* WRITTEN TASK:
Please identify every line in the entries below that contains the word "cloud", and copy each of those lines.

.....

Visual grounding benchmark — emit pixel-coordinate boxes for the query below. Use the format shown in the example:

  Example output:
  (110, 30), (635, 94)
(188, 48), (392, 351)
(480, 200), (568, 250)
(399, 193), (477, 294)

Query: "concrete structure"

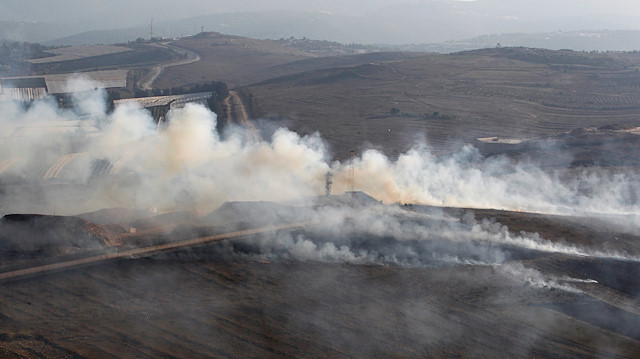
(0, 70), (129, 102)
(113, 92), (211, 124)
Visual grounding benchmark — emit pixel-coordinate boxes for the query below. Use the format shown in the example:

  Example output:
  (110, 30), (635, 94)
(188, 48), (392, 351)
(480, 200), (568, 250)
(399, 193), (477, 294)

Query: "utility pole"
(347, 151), (356, 192)
(324, 171), (333, 197)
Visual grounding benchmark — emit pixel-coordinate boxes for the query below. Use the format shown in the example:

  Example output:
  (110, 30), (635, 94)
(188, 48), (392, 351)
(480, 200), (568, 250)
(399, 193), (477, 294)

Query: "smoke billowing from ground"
(0, 79), (640, 221)
(0, 79), (640, 298)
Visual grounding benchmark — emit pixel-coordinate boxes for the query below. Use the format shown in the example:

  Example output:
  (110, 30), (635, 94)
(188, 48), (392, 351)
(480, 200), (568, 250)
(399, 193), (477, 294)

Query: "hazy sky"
(0, 0), (640, 27)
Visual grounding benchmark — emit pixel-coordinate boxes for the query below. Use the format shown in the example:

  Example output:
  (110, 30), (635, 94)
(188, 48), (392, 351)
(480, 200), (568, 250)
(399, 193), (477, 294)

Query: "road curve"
(224, 90), (262, 143)
(138, 43), (200, 91)
(0, 223), (313, 281)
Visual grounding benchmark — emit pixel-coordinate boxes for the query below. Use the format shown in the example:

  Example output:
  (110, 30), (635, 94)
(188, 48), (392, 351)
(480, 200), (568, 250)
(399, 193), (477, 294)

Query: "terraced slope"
(245, 48), (640, 157)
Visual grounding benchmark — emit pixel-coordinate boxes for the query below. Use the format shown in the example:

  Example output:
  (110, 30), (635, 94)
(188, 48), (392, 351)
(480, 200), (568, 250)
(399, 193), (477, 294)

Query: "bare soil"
(0, 204), (640, 358)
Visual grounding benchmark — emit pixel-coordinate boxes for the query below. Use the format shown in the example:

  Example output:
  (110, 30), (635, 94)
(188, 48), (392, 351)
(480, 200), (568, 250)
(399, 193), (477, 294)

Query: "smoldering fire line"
(0, 79), (640, 224)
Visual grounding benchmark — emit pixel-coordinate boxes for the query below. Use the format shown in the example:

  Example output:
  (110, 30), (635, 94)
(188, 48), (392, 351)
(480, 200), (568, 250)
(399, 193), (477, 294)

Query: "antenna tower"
(347, 151), (356, 192)
(324, 171), (333, 197)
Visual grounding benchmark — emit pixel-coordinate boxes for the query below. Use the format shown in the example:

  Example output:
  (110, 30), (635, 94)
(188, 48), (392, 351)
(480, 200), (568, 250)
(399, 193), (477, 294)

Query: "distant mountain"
(5, 7), (638, 52)
(404, 30), (640, 53)
(43, 28), (149, 46)
(0, 21), (80, 43)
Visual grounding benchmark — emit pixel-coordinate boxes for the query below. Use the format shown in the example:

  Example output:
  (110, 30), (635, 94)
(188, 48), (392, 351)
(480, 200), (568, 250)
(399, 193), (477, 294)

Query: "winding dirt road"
(0, 223), (313, 281)
(224, 90), (262, 143)
(138, 43), (200, 91)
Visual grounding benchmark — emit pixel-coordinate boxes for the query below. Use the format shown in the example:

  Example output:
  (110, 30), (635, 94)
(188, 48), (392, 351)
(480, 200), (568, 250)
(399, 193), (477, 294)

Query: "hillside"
(154, 33), (397, 88)
(242, 48), (640, 158)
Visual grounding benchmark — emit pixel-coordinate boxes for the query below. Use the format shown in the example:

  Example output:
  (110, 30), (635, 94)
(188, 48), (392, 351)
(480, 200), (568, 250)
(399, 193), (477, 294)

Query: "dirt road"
(224, 90), (262, 142)
(138, 43), (200, 91)
(0, 223), (310, 281)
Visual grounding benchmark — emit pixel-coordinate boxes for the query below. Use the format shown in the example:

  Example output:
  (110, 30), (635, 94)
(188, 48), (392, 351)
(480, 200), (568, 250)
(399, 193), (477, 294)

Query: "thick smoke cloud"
(0, 79), (640, 291)
(0, 79), (640, 220)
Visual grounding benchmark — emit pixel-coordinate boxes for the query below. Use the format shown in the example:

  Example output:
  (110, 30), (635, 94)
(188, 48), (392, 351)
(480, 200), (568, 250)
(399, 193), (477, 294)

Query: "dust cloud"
(0, 78), (640, 219)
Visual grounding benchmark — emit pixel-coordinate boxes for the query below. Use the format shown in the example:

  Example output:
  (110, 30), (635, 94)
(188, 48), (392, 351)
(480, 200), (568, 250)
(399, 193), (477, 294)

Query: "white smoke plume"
(0, 79), (640, 229)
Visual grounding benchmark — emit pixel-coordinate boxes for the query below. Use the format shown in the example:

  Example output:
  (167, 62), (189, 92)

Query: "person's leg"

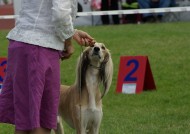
(110, 0), (119, 24)
(30, 128), (51, 134)
(101, 0), (110, 24)
(14, 130), (30, 134)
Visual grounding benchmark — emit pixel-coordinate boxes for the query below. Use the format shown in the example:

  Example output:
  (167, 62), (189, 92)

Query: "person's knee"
(30, 128), (51, 134)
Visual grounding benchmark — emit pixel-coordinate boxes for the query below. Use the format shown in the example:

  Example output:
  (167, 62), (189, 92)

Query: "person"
(0, 0), (94, 134)
(138, 0), (173, 23)
(101, 0), (120, 25)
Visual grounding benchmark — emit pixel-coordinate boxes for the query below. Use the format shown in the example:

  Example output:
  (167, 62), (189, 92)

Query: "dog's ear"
(100, 52), (113, 98)
(76, 51), (89, 90)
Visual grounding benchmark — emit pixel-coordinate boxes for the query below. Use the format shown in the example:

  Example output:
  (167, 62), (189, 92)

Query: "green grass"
(0, 23), (190, 134)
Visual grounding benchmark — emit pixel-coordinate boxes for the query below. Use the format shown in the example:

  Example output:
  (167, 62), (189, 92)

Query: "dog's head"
(78, 43), (113, 97)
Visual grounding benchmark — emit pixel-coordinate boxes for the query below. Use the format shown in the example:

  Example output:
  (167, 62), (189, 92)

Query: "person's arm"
(52, 0), (77, 42)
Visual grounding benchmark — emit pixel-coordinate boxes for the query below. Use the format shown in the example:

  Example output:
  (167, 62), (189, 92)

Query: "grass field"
(0, 22), (190, 134)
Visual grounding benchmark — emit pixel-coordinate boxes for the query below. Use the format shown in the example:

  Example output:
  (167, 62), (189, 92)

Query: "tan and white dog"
(55, 43), (113, 134)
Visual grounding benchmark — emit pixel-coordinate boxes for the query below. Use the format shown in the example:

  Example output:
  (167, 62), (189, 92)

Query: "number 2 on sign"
(124, 59), (139, 82)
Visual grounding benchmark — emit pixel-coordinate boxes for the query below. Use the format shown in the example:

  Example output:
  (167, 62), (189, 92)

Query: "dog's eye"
(101, 46), (106, 50)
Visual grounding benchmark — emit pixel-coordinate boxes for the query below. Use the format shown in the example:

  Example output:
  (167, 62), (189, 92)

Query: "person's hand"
(61, 38), (74, 60)
(73, 30), (95, 46)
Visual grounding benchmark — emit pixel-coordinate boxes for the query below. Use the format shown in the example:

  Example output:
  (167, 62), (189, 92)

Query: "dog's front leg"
(55, 116), (64, 134)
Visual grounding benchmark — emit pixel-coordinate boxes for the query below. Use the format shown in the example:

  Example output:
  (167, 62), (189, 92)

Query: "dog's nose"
(94, 47), (100, 52)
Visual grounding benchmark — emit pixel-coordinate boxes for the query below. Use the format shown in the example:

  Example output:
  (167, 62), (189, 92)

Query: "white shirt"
(7, 0), (77, 50)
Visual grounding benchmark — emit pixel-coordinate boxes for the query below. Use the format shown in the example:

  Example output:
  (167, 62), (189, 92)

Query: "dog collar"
(89, 64), (102, 70)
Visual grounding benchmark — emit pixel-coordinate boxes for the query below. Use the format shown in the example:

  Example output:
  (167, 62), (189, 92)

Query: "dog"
(55, 43), (113, 134)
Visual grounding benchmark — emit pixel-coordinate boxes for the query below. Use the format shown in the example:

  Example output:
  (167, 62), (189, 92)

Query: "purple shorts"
(0, 40), (60, 130)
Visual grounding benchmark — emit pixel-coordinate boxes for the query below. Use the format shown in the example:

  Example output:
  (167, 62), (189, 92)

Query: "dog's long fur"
(53, 43), (113, 134)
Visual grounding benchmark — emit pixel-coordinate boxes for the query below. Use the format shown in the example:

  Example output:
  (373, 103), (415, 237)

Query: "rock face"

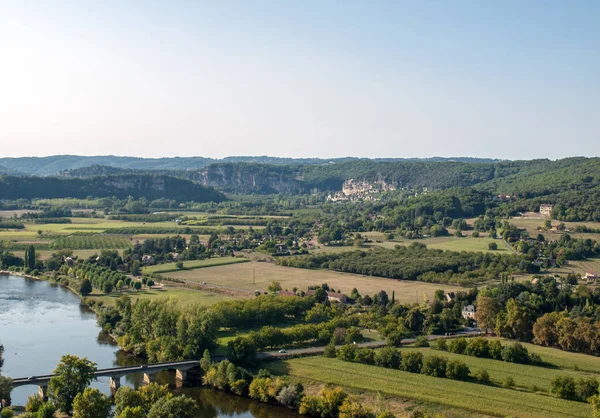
(189, 163), (308, 194)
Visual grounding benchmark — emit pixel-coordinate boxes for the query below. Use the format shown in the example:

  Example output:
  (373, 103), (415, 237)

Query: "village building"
(142, 254), (154, 266)
(540, 204), (554, 218)
(462, 305), (475, 320)
(583, 270), (598, 284)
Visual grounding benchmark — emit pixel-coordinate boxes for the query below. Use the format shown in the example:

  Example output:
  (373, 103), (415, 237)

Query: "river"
(0, 275), (299, 418)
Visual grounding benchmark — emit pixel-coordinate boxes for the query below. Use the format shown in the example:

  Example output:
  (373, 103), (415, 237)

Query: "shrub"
(354, 347), (375, 364)
(446, 360), (471, 380)
(447, 337), (467, 354)
(401, 351), (423, 373)
(465, 337), (490, 357)
(415, 335), (429, 347)
(502, 376), (515, 389)
(575, 377), (598, 401)
(421, 356), (447, 377)
(473, 369), (490, 384)
(488, 340), (502, 360)
(550, 376), (577, 400)
(433, 338), (448, 351)
(502, 343), (529, 364)
(375, 347), (402, 369)
(336, 344), (358, 361)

.....

* COMPLETED EXERCISE:
Query: "thick smoke cloud"
Query: "dust cloud"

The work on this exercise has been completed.